■ ACTIVITY ■
Here the job is to restate every entry word for word.

■ RECORDS FOR PROCESSING ■
▬▬▬▬▬▬
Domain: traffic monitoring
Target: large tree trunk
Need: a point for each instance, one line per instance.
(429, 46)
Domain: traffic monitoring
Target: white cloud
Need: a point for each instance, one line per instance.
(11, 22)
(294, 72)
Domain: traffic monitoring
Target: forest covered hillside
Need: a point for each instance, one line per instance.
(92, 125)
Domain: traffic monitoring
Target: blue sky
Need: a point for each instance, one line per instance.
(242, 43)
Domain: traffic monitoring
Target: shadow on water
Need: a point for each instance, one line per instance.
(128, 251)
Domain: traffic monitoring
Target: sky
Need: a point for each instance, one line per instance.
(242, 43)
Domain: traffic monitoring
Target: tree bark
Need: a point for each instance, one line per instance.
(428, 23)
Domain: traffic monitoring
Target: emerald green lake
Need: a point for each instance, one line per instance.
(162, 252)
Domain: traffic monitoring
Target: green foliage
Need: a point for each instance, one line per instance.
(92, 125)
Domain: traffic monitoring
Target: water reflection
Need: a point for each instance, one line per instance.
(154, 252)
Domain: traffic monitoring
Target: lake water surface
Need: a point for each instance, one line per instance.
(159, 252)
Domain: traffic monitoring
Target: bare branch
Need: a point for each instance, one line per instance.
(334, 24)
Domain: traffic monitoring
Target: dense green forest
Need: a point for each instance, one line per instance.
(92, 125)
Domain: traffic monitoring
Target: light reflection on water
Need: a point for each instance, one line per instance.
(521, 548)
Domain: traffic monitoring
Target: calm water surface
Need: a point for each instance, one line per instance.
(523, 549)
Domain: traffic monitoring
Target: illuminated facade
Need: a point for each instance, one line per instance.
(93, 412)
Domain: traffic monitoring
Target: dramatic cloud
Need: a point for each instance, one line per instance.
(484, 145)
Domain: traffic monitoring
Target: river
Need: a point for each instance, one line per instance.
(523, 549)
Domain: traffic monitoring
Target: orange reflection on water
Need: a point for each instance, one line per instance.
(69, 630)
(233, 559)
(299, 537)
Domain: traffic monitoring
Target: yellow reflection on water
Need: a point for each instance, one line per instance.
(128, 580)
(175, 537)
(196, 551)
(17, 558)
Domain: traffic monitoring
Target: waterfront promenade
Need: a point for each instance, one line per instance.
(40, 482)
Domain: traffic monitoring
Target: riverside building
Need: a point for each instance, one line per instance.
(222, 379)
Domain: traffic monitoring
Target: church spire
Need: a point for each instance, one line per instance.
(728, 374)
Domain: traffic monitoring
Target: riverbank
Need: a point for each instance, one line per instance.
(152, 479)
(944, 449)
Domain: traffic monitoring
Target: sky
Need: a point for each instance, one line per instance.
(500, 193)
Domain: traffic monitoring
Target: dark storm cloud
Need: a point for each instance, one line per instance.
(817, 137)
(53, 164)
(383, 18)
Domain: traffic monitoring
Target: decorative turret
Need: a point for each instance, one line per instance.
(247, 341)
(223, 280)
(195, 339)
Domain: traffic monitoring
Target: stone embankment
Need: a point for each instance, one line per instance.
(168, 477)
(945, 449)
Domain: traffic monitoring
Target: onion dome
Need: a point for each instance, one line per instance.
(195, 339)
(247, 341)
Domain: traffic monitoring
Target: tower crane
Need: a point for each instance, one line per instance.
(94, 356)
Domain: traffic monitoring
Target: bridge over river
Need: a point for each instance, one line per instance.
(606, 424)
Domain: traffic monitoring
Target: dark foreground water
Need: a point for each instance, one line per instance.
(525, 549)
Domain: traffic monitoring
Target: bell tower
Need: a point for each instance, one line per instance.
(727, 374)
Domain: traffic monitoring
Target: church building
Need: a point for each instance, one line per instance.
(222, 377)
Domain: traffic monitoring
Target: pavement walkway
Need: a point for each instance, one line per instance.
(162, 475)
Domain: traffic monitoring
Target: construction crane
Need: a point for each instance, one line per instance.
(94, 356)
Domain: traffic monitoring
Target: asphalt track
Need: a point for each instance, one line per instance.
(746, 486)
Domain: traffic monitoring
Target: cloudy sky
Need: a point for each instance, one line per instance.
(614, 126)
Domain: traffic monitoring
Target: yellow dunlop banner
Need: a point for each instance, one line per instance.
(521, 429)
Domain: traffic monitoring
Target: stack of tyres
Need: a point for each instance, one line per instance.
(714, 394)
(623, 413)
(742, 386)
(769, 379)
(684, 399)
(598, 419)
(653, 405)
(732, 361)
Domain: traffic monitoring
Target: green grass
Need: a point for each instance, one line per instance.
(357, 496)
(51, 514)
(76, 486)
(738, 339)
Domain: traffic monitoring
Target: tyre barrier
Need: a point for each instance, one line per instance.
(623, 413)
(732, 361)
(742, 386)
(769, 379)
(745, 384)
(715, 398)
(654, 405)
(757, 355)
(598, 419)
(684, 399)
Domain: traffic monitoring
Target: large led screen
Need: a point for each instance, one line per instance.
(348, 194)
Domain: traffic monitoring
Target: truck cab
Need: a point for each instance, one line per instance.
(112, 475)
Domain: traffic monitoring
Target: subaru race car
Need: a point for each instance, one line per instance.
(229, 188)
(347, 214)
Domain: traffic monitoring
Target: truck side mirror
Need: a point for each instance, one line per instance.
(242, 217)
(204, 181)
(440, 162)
▬▬▬▬▬▬
■ RESPONSE ■
Domain: traffic monitoring
Target: large tree trunk
Need: a point for each instance, one line per instance.
(429, 46)
Domain: traffic monitoring
Target: white cloud
Need: a point for each instance, one line per instance.
(11, 22)
(294, 72)
Domain: traffic monitoring
Target: forest covered hillside
Need: a point for each instance, one line per instance.
(92, 125)
Domain: traffic monitoring
Target: blue sky
Need: a point for each instance, one line per instance.
(242, 43)
Domain: traffic monitoring
Target: shadow on water
Need: a point for each instance, one line per instance.
(128, 251)
Domain: traffic monitoring
Target: sky
Need: a point for each instance, one line per instance.
(242, 43)
Domain: traffic monitoring
Target: tree bark
Need: a point for each instance, one line per instance.
(428, 23)
Domain: traffic monitoring
Target: emerald green lake
Need: a point for each instance, one line per instance.
(162, 252)
Domain: traffic monitoring
Target: green foliage
Need: a point for each instance, one line per instance.
(92, 125)
Domain: traffic monitoring
Target: water reflection
Need: a point for each instance, one line per instance.
(154, 252)
Domain: traffic monitoring
Target: lake water surface
Need: a point for each instance, one line per instance.
(159, 252)
Domain: traffic monitoring
Target: bare branch
Need: a point for each instance, one line per instance.
(334, 24)
Domain: traffic monitoring
Target: dense green forest
Need: a point for each instance, one line per instance.
(92, 125)
Domain: traffic monitoring
Target: light reflection on water
Need: a point for each instance, one line per instance.
(521, 548)
Domain: traffic monitoring
Target: calm water surface
Need: a point for each instance, one line per instance.
(523, 549)
Domain: traffic monitoring
Target: illuminated facade
Need: a point for each instance, one line per instance.
(93, 412)
Domain: traffic monitoring
Target: dramatic cloud
Need: a point for each instance, one line per instance.
(484, 145)
Domain: traffic monitoring
Target: river
Need: a point for each instance, one line per instance.
(523, 549)
Domain: traffic monitoring
Target: orange reflection on water
Need: a point for each instance, one line per instance.
(69, 630)
(233, 559)
(299, 537)
Domain: traffic monitoring
Target: yellow reflection on water
Need: a point for each instance, one line per instance.
(128, 580)
(175, 537)
(196, 551)
(17, 558)
Domain: traffic monitoring
Target: waterfront promenade
Need: a point for each instance, one line per instance.
(40, 482)
Domain: traffic monitoring
Target: riverside building
Need: a point for each instance, one line per instance.
(222, 379)
Domain: traffic monitoring
Target: church spire
Need: a point for each instance, one line per instance.
(728, 374)
Domain: traffic monitoring
Target: riverbank
Need: a point for each instance, one line per instance.
(152, 479)
(944, 449)
Domain: traffic monitoring
Target: sky
Need: a point for each instance, one line per instance.
(500, 193)
Domain: traffic monitoring
Target: dark storm cloud
Need: a point for each instance, one line per instance.
(817, 137)
(53, 164)
(383, 18)
Domain: traffic monitoring
Target: decorative turret
Need: a point for each instance, one line per instance.
(247, 341)
(223, 280)
(195, 339)
Domain: traffic monitoring
Target: stone embankment
Need: a point for each instance, one line per instance.
(168, 477)
(945, 449)
Domain: traffic monitoring
Target: onion dome
Need: a point for each instance, one line per instance.
(195, 339)
(247, 341)
Domain: traffic monitoring
Target: tower crane
Need: a point for each instance, one line per instance.
(94, 356)
Domain: traffic monitoring
Target: bridge over river
Need: a point for each instance, one line per instance.
(606, 424)
Domain: traffic monitoring
Target: dark foreground water
Need: a point for each instance, one line per instance.
(525, 549)
Domain: traffic monitoring
Target: bell tower
Need: a point for each instance, one line per instance.
(727, 374)
Domain: traffic monitoring
Target: church building
Need: a point for each instance, one line per instance.
(222, 377)
Domain: traffic monitoring
Target: pavement walkway
Need: a point for each instance, one line per instance.
(162, 475)
Domain: traffic monitoring
Target: construction crane
Need: a point for each instance, one line per instance.
(94, 356)
Domain: traffic monitoring
Target: asphalt track
Need: a point for each instance, one line per instance.
(746, 486)
Domain: traffic monitoring
Target: cloudy sky
Need: a point for each instance, one line per instance.
(614, 126)
Domain: traffic monitoring
Target: yellow dunlop banner
Need: a point for each instance, one line per instance.
(521, 429)
Domain: traffic monitoring
Target: stack of tyres
Need: a point for each instance, one line per instance.
(714, 394)
(623, 413)
(742, 386)
(769, 379)
(684, 399)
(598, 419)
(653, 405)
(732, 361)
Domain: traffic monitoring
Target: green grass
Need: a point for each instance, one line per instance.
(357, 496)
(51, 514)
(76, 486)
(738, 339)
Domain: traffic monitoring
Target: tyre barrier
Need: a point for each instance, one line per instance.
(623, 413)
(732, 361)
(742, 386)
(769, 379)
(745, 384)
(715, 398)
(654, 405)
(757, 355)
(598, 419)
(684, 399)
Domain: traffic monitoring
Target: large led screen
Need: a point for each instance, one line per instance.
(348, 194)
Domain: traffic monitoring
Target: truck cab
Need: a point for each instance, one line per instance.
(112, 475)
Domain: traffic monitoring
Target: subaru race car
Need: a point for each instance, one line per instance.
(229, 188)
(347, 214)
Domain: traffic monitoring
Target: truck side mirror
Need: a point for each instance, one line per instance.
(242, 217)
(204, 181)
(440, 162)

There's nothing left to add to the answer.